*GOALS*.
#1 Rewrite the part of the event-processing text that opens with the words containing "We want detect" and closes with "drops below 10.", putting "port sweep" in place of "port scan situation".
#2 In the event-processing text, list every type value that the port scan output events can carry.
#3 Carry on the event-processing text from its last line.

*TEXT SEGMENT*.
[BEGIN]

For example, if the input sequence is { A(id=1), B(id=1) } the join should match. Same for { B(id=1), A(id=1) }. The order could be chaotic, for example the sequence { A(id=1), B(id=2), B(id=4), B(id=2) } should not match and { A(id=1), B(id=2), B(id=4), A(id=2) } should match on "id=2".

This solution uses match-recognize for pattern detection for two reasons. One, the "id" value could be seen as a partition and the pattern matching should take place within each individual "id" partition. Second, match-recognize allows us to specify a data window within which to match patterns. So when events leave the data window the engine can forget the partition.

Sample statement:

select * from MyEvent.win:length(10)
match_recognize (
  partition by value
  measures E1.value as value
  pattern (E1 E2 | E2 E1)
  define
    E1 as E1.string = 'A',
    E2 as E2.string = 'B'
)

Note the length-window: when a given event does not match, that event will eventually leave the window and the partition for that "id" value gets removed from memory by the engine. Also, when a match occurs in a partition and no remaining matches are active for the same partition the engine removes that partition, reducing memory use.

[top]


I have a port scan detector and would like to create a new event based on multiple events occurring over a given period of time?

Events are port scan events and have the following fields:

create schema PortScanEvent(src string, dst string, port int, marker string)

A sample event may look like this:

PortScanEvent = {src = '10.0.0.1', dst = '10.0.0.2', port = 16, marker = 'm1'}

We want detect and report a port scan situation.

A port scan situation starts when for 30 seconds there are 20 or more events unique by port for a given combination of {src, dst}. The output event should have {type='DETECTED'} and include a marker list and ports.

After the port scan situation has been detected, there are additional output events that should occur every minute, on the minute.

  1. Send the current count for that {src, dst} with {type='UPDATE'} and include a marker list
  2. When the count falls below 10, send one last count and {type='DONE'} and stop sending the current count.
  3. When the count stays over 10 for 12 hours, send one last count with {type='EXPIRED'} then stop sending a count. Only detect the situation again for that {src, dst} when the count drops below 10.

[END]

*SUPPLIED INFORMATION*.
[BEGIN]

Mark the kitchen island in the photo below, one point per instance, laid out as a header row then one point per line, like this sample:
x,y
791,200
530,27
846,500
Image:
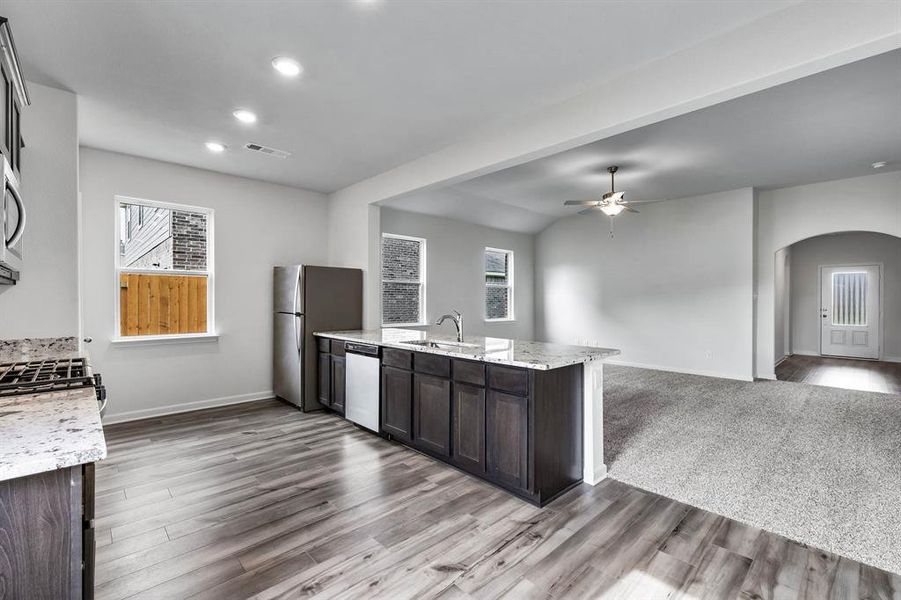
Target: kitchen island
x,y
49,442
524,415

[END]
[BEGIN]

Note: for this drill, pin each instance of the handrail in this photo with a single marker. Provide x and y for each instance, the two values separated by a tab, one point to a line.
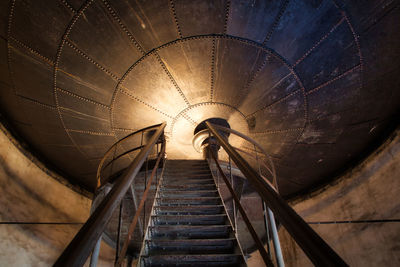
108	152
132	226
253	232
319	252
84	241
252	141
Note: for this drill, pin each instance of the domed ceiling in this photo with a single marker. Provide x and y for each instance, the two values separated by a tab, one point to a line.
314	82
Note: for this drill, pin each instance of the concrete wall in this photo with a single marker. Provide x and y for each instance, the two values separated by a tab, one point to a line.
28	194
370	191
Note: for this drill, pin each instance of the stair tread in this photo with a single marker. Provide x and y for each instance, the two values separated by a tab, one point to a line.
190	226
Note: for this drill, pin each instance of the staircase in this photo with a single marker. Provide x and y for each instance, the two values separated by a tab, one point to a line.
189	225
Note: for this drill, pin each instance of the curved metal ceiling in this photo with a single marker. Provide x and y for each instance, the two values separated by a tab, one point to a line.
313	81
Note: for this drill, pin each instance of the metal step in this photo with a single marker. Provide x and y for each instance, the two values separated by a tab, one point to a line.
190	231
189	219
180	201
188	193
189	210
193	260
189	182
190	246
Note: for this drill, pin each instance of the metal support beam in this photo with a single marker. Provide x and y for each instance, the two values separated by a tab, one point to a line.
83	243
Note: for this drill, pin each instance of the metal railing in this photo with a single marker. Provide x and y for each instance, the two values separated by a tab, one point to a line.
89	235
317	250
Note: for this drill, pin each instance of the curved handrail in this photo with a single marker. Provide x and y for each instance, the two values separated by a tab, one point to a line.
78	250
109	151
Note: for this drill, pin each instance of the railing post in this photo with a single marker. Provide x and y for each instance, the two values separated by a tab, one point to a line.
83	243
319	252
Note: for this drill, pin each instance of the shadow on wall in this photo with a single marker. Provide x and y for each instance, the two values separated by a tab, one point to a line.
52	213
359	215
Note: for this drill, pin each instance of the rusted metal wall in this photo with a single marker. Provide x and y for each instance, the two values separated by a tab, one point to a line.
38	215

[END]

*PER-TASK OUTPUTS*.
#1
We want detect and report a port sweep.

A port sweep starts when for 30 seconds there are 20 or more events unique by port for a given combination of {src, dst}. The output event should have {type='DETECTED'} and include a marker list and ports.

After the port sweep has been detected, there are additional output events that should occur every minute, on the minute.

  1. Send the current count for that {src, dst} with {type='UPDATE'} and include a marker list
  2. When the count falls below 10, send one last count and {type='DONE'} and stop sending the current count.
  3. When the count stays over 10 for 12 hours, send one last count with {type='EXPIRED'} then stop sending a count. Only detect the situation again for that {src, dst} when the count drops below 10.

#2 DETECTED, UPDATE, DONE, EXPIRED

#3
Solution:

// Define port scan event event type.
// The most efficient representation of an event is an object array.
create objectarray schema PortScanEvent(src string, dst string, port int, marker string);

// Hold the current aggregation state (counts, grouped data) per key in a central place.
create table ScanCountTable(src string primary key, dst string primary key, cnt count(*), win window(*) @type(PortScanEvent));

// Aggregate, keeping state in the central place.
// Populate a stream of count per {src, dst} pair.
into table ScanCountTable
insert into CountStream
select src, dst, count(*) as cnt, window(*) as win
from PortScanEvent.std:unique(src, dst, port).win:time(30 sec) group by src,dst;

// Define a named window to hold the situations currently detected.
create window SituationsWindow.win:keepall() (src string, dst string, detectionTime long);

// Inserted newly-detected situations into the named window.
on CountStream(cnt >= 20) as cs
merge SituationsWindow sw
where cs.src = sw.src and cs.dst = sw.dst
when not matched
  then insert select src, dst, current_timestamp as detectionTime
  then insert into OutputAlerts select 'DETECTED' as type, cs.cnt as cnt, cs.win as contributors;

// Every 1-minute output an update for all currently-detected situations.
on pattern [every timer:at(*, *, *, *, *)]
insert into OutputAlerts
select 'UPDATE' as type, ScanCountTable[src, dst].cnt as cnt, ScanCountTable[src, dst].win as contributors
from SituationsWindow sc;

// Every 1-minute remove expired or completed situations.
on pattern [every timer:at(*, *, *, *, *)]
merge SituationsWindow sw
when matched and (select cnt from ScanCountTable where src = sw.src and dst = sw.dst) < 10
  then delete
  then insert into OutputAlerts select 'DONE' as type, ScanCountTable[src, dst].cnt as cnt, null as contributors
when matched and detectionTime.after(current_timestamp, 16 hours)
  then delete
  then insert into OutputAlerts select 'EXPIRED' as type, -1L as cnt, null as contributors;

// Listen to output alerts.
@name('output') select * from OutputAlerts;

[top]

How to get notified each time a certain value has increased by a specified amount i.e. each time the value is greater than the value + x?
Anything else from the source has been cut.